◆ Instructions for the task: Reproduce each of the following entries word for word, without changing anything.

◆ Labeled-object pointing entries:
## begin

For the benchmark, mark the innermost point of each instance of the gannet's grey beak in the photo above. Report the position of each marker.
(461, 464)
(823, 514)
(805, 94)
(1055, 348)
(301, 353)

## end

◆ Expected answer:
For the benchmark, mark the innermost point of each instance of the gannet's grey beak in the photo above. Report the position of each marker.
(461, 464)
(823, 514)
(805, 94)
(1055, 348)
(301, 353)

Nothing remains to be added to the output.